(Task input):
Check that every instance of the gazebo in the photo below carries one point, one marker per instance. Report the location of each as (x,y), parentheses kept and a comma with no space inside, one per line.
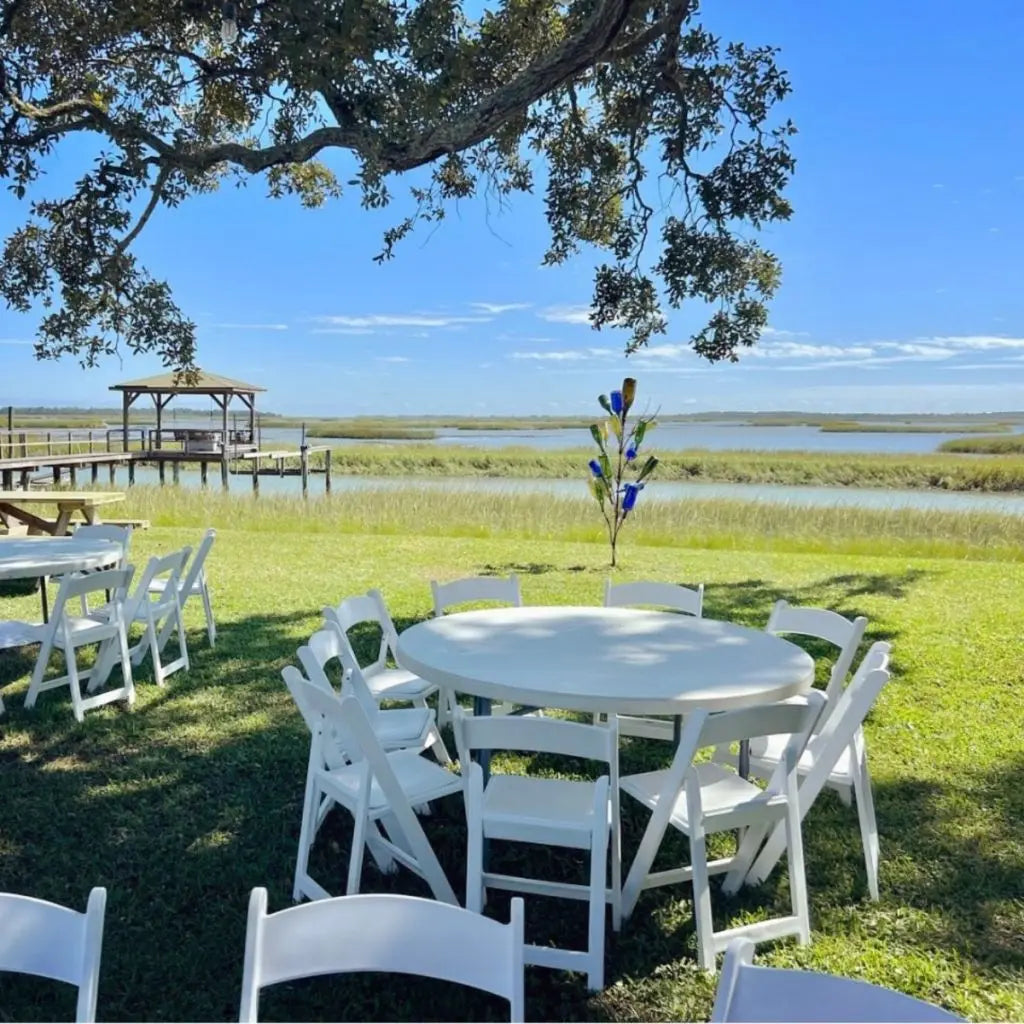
(163,387)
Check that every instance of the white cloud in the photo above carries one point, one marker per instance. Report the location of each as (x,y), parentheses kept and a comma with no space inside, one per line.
(499,307)
(566,314)
(377,321)
(251,327)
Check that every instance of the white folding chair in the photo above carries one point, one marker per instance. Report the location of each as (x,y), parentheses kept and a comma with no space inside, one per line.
(699,799)
(105,626)
(52,941)
(820,624)
(385,682)
(504,590)
(576,814)
(401,728)
(192,584)
(378,788)
(400,934)
(157,610)
(835,757)
(752,993)
(103,531)
(659,595)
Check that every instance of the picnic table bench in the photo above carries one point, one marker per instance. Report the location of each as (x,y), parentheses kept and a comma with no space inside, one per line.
(14,506)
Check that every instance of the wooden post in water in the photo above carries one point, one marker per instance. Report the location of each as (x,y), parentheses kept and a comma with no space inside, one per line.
(304,463)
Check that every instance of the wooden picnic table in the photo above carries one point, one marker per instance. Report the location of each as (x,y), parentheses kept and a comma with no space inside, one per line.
(13,506)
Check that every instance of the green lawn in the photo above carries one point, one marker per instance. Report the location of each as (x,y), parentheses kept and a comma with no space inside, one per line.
(183,804)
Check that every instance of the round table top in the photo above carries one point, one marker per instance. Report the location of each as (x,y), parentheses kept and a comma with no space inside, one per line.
(31,557)
(605,659)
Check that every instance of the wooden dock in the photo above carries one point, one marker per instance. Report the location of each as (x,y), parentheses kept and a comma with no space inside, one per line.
(25,456)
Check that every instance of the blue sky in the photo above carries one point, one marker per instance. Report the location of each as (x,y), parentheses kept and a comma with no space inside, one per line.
(902,285)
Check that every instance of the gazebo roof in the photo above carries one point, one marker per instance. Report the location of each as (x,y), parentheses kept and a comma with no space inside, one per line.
(205,383)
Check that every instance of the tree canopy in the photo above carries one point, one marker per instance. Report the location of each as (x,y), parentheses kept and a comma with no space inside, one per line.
(652,139)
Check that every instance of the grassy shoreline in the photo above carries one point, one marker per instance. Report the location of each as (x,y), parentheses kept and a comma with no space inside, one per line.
(942,471)
(180,805)
(707,523)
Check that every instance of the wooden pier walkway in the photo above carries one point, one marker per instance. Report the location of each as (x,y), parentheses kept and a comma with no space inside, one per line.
(25,456)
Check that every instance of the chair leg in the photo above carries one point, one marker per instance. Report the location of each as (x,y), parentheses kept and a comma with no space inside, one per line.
(358,851)
(38,672)
(211,626)
(595,925)
(71,659)
(307,833)
(701,899)
(798,877)
(868,824)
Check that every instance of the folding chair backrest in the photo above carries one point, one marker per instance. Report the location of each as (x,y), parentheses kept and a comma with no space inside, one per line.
(747,992)
(853,705)
(52,941)
(168,566)
(402,934)
(107,531)
(702,729)
(196,566)
(505,589)
(302,690)
(549,735)
(664,595)
(78,585)
(369,607)
(326,646)
(822,624)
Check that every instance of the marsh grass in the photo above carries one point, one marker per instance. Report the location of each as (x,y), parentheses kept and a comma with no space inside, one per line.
(985,445)
(942,471)
(184,803)
(707,523)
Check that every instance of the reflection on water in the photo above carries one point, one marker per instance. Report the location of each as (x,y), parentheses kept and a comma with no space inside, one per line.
(662,491)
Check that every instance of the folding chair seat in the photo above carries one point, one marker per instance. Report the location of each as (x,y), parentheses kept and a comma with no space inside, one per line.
(706,798)
(378,788)
(105,626)
(662,596)
(473,590)
(401,728)
(401,934)
(752,993)
(193,583)
(578,815)
(837,757)
(385,682)
(52,941)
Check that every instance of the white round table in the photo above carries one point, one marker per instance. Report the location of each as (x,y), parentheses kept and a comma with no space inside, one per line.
(38,557)
(605,659)
(34,557)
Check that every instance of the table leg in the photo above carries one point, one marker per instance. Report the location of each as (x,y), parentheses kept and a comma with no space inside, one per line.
(481,706)
(743,765)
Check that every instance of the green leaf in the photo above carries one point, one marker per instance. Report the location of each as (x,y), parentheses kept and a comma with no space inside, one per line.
(648,467)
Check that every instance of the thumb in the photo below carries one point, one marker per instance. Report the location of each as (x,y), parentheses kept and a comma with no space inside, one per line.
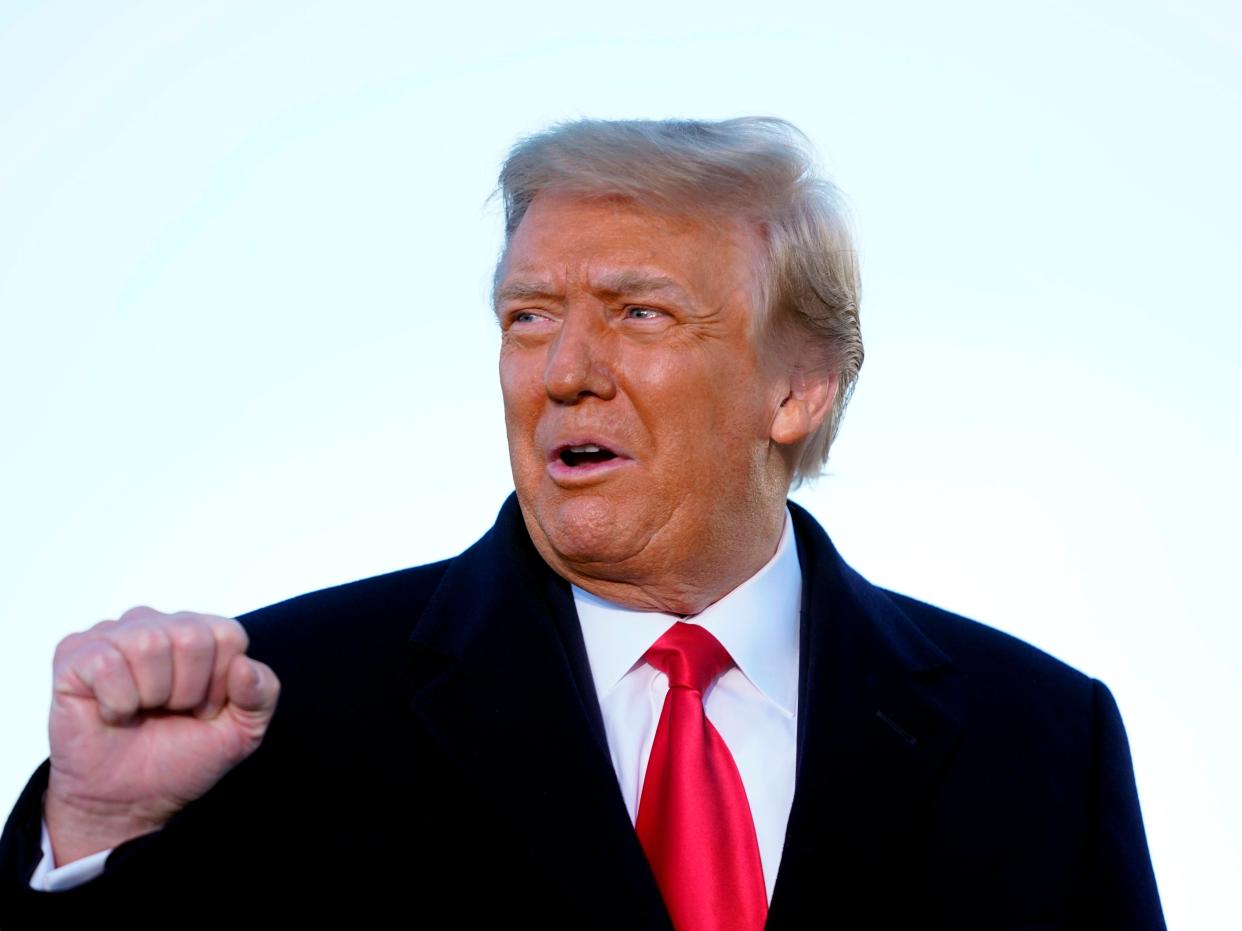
(252,689)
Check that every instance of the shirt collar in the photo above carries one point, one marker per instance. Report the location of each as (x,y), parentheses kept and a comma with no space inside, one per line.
(756,622)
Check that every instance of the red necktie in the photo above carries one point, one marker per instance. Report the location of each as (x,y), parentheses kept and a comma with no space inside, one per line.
(693,821)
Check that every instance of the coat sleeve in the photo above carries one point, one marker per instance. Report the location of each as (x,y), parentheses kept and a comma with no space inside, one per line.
(1120,886)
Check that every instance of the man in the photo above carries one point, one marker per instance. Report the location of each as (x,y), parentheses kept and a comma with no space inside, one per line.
(652,695)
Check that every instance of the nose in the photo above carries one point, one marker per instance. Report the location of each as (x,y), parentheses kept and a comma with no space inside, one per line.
(579,359)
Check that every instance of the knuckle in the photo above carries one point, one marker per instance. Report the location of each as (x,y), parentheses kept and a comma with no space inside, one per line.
(189,637)
(148,641)
(138,612)
(101,663)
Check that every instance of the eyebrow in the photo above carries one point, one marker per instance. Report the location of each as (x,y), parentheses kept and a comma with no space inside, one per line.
(616,283)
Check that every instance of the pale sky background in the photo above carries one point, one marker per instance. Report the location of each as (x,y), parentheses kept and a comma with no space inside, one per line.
(246,348)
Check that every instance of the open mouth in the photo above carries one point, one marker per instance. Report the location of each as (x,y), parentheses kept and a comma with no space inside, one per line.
(585,454)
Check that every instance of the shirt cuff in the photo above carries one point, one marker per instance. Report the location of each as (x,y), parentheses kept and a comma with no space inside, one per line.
(49,878)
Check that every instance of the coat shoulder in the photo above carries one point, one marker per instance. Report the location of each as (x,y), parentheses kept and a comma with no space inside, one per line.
(975,646)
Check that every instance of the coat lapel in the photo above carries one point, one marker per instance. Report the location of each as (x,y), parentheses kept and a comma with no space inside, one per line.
(871,740)
(502,684)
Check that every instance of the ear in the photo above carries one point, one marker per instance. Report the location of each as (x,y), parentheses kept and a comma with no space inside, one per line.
(804,407)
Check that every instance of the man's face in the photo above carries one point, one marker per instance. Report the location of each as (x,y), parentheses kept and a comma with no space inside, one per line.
(637,411)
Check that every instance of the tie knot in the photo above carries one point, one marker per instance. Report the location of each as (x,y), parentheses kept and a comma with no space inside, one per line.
(688,656)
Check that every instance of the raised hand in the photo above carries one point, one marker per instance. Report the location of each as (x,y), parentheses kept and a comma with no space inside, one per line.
(148,713)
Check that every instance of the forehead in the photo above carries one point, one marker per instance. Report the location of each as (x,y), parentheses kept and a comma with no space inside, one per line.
(616,245)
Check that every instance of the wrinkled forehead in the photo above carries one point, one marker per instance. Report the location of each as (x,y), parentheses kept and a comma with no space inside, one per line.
(625,245)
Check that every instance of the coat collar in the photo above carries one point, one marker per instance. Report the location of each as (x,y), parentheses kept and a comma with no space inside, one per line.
(502,682)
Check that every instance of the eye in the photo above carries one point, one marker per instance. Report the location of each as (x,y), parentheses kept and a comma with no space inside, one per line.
(523,317)
(642,313)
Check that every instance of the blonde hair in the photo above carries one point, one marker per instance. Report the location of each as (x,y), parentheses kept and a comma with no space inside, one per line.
(758,168)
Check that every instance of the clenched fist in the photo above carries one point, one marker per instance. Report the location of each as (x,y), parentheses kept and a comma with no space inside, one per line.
(148,713)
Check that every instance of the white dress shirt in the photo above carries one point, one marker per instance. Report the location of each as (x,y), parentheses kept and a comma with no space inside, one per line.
(753,705)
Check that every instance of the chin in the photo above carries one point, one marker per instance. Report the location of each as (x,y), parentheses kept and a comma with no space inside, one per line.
(584,529)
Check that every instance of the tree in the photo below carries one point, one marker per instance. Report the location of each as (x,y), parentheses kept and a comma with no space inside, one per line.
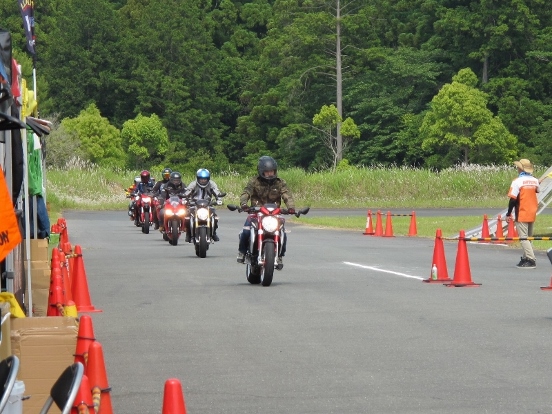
(459,121)
(326,122)
(98,140)
(145,139)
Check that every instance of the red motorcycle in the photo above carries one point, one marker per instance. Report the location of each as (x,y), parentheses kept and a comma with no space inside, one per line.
(174,213)
(265,243)
(143,211)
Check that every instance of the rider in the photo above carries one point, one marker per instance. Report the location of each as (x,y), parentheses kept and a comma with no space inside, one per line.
(159,185)
(265,188)
(144,186)
(175,186)
(203,188)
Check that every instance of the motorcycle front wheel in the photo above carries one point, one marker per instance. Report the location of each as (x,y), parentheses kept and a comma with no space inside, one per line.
(267,271)
(174,233)
(253,274)
(145,226)
(202,247)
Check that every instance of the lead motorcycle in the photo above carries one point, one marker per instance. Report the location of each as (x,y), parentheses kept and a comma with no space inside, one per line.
(265,243)
(202,223)
(142,211)
(174,219)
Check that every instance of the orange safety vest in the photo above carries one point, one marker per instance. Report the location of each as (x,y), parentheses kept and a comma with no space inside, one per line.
(10,235)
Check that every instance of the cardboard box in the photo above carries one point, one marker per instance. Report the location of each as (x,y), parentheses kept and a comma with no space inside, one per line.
(39,249)
(45,346)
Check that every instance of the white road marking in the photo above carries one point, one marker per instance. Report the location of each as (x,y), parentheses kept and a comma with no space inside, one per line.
(384,271)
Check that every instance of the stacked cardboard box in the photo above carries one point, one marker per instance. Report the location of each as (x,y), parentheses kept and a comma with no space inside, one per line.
(45,347)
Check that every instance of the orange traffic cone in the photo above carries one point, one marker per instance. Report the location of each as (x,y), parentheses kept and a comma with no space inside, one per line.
(64,262)
(83,401)
(439,260)
(485,234)
(511,230)
(56,301)
(413,230)
(95,370)
(379,227)
(388,226)
(462,272)
(85,337)
(369,230)
(173,398)
(499,234)
(81,295)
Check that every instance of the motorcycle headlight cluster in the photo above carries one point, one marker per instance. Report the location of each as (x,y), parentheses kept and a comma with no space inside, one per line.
(202,213)
(270,224)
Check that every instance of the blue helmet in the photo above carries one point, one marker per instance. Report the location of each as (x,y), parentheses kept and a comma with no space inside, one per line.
(203,176)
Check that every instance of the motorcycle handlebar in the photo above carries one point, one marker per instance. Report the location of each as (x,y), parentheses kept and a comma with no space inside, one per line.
(251,210)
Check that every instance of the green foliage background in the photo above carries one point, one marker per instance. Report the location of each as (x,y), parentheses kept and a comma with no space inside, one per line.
(231,80)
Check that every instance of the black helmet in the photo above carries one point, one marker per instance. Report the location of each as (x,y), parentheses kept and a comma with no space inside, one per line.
(145,176)
(176,178)
(166,174)
(202,177)
(267,163)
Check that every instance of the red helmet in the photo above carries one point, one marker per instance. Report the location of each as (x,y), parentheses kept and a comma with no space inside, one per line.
(145,176)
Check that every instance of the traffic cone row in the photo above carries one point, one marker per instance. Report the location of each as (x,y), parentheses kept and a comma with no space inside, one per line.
(378,232)
(68,283)
(462,271)
(94,394)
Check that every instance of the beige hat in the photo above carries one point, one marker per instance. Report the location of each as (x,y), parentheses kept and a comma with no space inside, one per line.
(524,165)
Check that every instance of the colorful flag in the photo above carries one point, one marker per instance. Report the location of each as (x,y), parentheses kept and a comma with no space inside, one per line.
(10,235)
(27,12)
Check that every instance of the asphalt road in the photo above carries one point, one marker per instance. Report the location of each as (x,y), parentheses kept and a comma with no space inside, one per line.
(346,327)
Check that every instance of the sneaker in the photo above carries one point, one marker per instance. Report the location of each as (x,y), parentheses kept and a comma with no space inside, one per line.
(527,264)
(523,259)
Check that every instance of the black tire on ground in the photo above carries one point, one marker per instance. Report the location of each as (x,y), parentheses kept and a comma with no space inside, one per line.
(203,244)
(267,270)
(145,226)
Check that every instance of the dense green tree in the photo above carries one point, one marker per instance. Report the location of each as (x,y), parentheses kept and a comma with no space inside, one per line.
(460,122)
(98,140)
(145,140)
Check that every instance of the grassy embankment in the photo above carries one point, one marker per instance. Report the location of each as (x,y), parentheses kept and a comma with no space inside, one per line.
(385,189)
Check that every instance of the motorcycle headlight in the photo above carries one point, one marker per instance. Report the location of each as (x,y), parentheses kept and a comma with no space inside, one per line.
(270,224)
(202,213)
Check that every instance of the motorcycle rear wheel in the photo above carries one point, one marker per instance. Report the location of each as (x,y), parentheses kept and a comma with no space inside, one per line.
(267,271)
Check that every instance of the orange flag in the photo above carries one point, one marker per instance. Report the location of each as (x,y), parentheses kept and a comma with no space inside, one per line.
(10,235)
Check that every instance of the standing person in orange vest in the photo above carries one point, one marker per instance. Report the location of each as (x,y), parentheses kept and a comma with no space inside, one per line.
(523,200)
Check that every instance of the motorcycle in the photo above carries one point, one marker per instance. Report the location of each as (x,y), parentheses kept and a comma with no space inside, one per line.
(142,212)
(265,243)
(202,224)
(174,222)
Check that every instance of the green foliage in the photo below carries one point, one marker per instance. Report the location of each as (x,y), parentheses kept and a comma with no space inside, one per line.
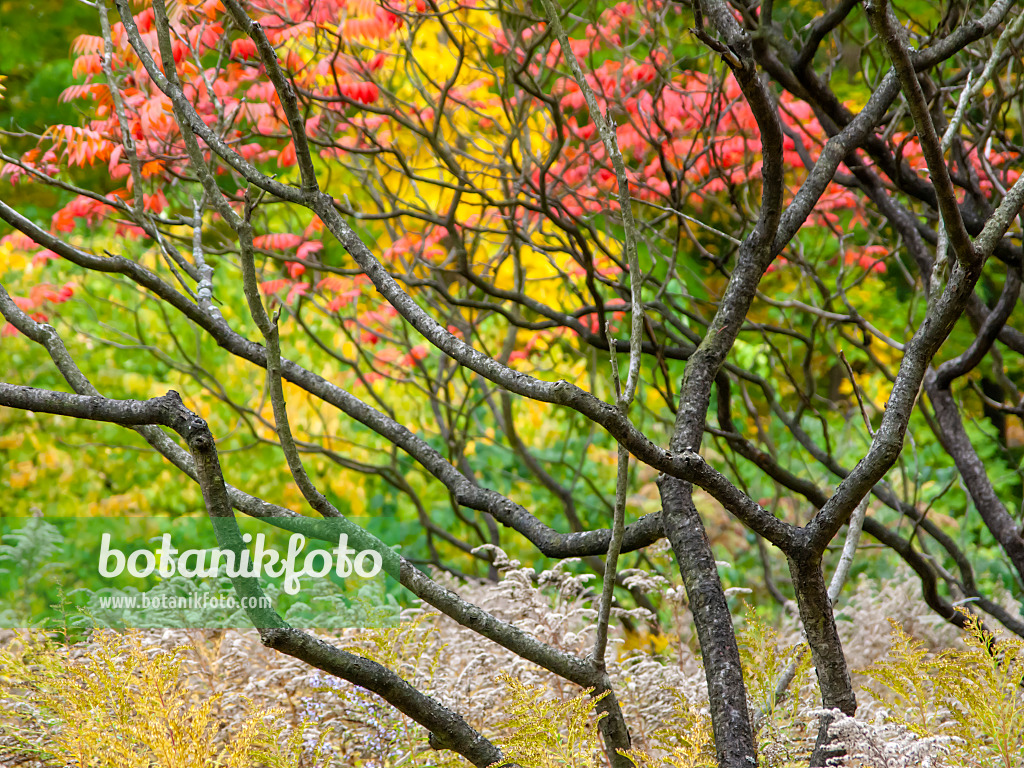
(121,705)
(686,742)
(548,732)
(972,693)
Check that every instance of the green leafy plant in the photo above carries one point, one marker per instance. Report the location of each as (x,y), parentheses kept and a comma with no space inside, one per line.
(973,693)
(121,704)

(Exercise prompt): Where the line with "Check that every instance of the motorcycle rear" appears, begin there and transcribe exactly through the last line of the data, leaving all pictures aside.

(Result):
Check that every instance of the motorcycle rear wheel in the photo above carries one point, one marker per instance. Report the location of each as (x,y), parentheses kept and a comma with no space inside, one per line.
(267,271)
Check that every instance of the orange flag in the photo above carries one point, one marker per instance. Report the location of each as (x,y), parentheses kept and a comma with no space inside, one per line.
(10,235)
Check that every instance of the standing person in orange vest in the photo above carries one point, one marker per instance. Report the location of each as (x,y), parentheses kept and a comma with no space inside, one per line.
(523,200)
Check that every instance of the motorcycle in the photo above carries one point, one marker per instance. Report the location of each as (x,y), parentheses kept and a comma with no space inside, one per line.
(142,212)
(265,243)
(202,224)
(174,222)
Check that every instance of the green foliage in the photo below carries one point, one marker per instance. Report the location of each as (x,y), parentheses kept and a comma with no space inside, one per line.
(121,705)
(686,742)
(548,732)
(972,693)
Check that every instance of the green leafy plant in the photo above carries one point, one marker per instance. Report the location of each as (x,y), parentheses kept and a comma with no space inside, one per line.
(973,693)
(121,704)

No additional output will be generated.